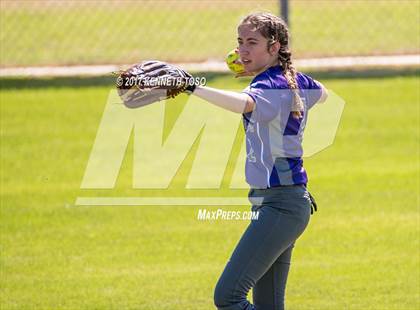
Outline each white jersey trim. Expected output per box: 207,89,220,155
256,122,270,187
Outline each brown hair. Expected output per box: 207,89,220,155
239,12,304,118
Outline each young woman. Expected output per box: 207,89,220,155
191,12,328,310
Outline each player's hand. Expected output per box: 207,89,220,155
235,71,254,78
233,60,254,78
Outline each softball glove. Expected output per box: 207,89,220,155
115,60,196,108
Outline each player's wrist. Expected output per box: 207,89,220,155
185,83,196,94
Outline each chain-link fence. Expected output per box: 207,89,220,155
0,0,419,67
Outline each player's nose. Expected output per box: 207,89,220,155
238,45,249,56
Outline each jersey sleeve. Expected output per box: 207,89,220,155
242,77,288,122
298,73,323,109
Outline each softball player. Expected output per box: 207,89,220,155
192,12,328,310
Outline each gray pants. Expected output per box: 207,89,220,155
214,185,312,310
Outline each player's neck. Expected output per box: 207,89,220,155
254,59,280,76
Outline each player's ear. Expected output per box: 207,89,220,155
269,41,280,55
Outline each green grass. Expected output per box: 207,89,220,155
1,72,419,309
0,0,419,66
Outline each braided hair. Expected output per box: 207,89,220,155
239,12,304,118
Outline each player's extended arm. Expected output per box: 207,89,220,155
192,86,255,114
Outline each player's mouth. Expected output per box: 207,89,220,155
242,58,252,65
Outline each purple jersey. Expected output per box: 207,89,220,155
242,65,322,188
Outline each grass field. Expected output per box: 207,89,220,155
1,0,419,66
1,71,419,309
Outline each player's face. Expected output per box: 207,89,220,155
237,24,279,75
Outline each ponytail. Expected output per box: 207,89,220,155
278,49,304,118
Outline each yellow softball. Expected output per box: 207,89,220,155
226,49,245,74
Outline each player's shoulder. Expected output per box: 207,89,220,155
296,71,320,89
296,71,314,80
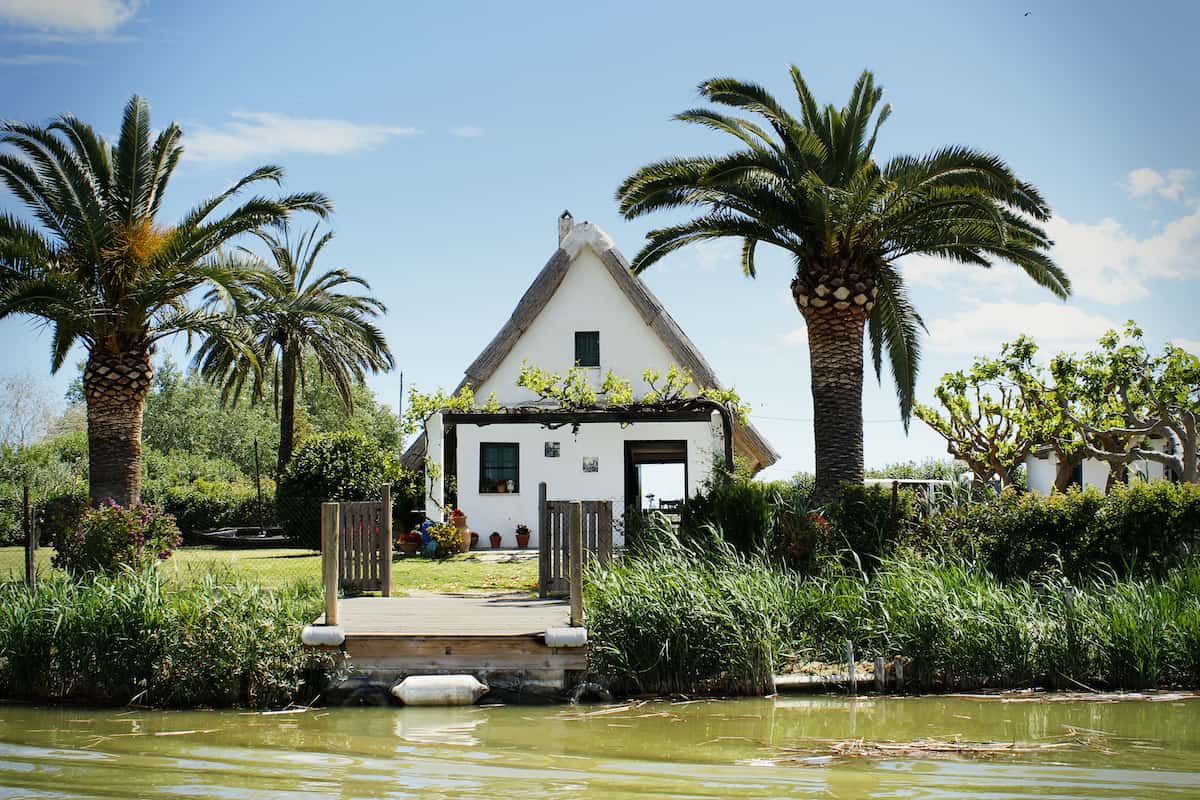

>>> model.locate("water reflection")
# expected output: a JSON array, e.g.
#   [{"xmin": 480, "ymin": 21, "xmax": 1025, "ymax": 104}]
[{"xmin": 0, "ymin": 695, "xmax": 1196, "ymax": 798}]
---
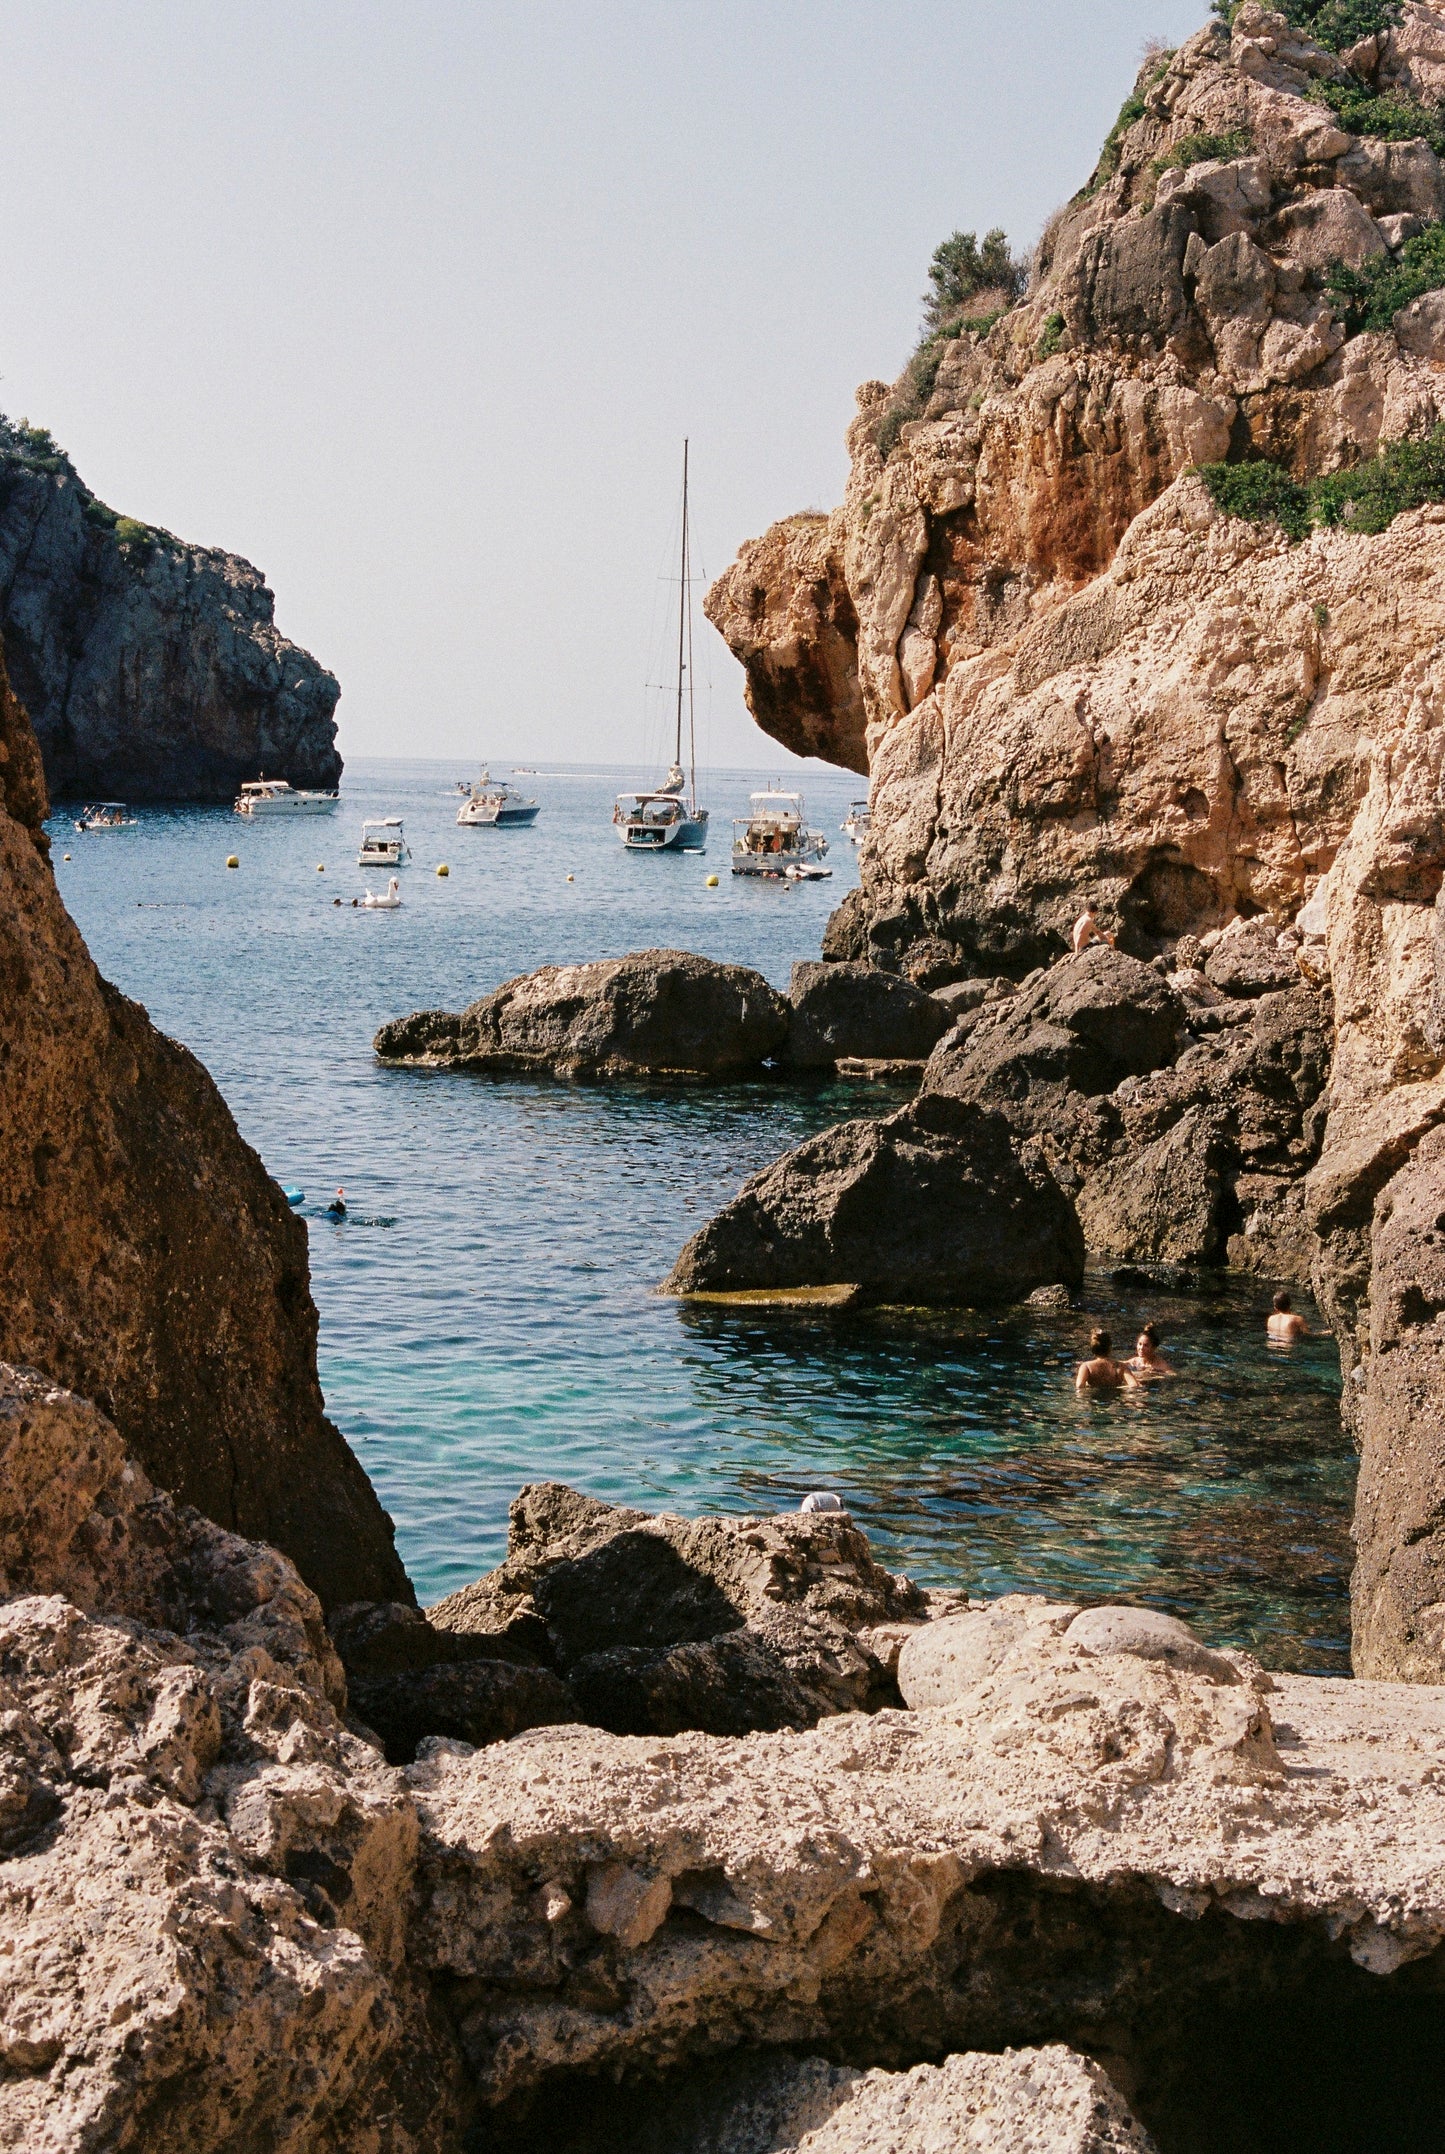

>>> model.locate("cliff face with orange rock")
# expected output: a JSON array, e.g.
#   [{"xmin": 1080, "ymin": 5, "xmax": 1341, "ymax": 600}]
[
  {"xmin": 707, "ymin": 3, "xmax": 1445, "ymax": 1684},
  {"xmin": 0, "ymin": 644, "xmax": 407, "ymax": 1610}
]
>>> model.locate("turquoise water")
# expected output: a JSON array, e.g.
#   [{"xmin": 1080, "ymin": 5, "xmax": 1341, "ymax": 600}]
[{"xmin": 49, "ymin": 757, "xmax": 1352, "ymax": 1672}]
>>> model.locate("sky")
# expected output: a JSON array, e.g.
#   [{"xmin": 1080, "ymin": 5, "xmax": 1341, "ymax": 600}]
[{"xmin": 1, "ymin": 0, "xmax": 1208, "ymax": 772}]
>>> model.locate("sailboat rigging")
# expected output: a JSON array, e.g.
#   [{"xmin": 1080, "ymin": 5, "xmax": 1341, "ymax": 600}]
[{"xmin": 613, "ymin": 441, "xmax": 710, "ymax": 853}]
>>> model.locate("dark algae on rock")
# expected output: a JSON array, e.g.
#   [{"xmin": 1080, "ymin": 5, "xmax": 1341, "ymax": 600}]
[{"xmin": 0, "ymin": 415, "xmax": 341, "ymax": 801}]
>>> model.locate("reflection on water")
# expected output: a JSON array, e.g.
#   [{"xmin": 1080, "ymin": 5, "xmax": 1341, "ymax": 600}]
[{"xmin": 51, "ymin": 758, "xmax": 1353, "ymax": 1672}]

» **TASK INSTRUCTIONS**: Your reply should be a single number: how many lines in the listing above include the string "rock".

» **RESPONSE TO THIS TASK**: 2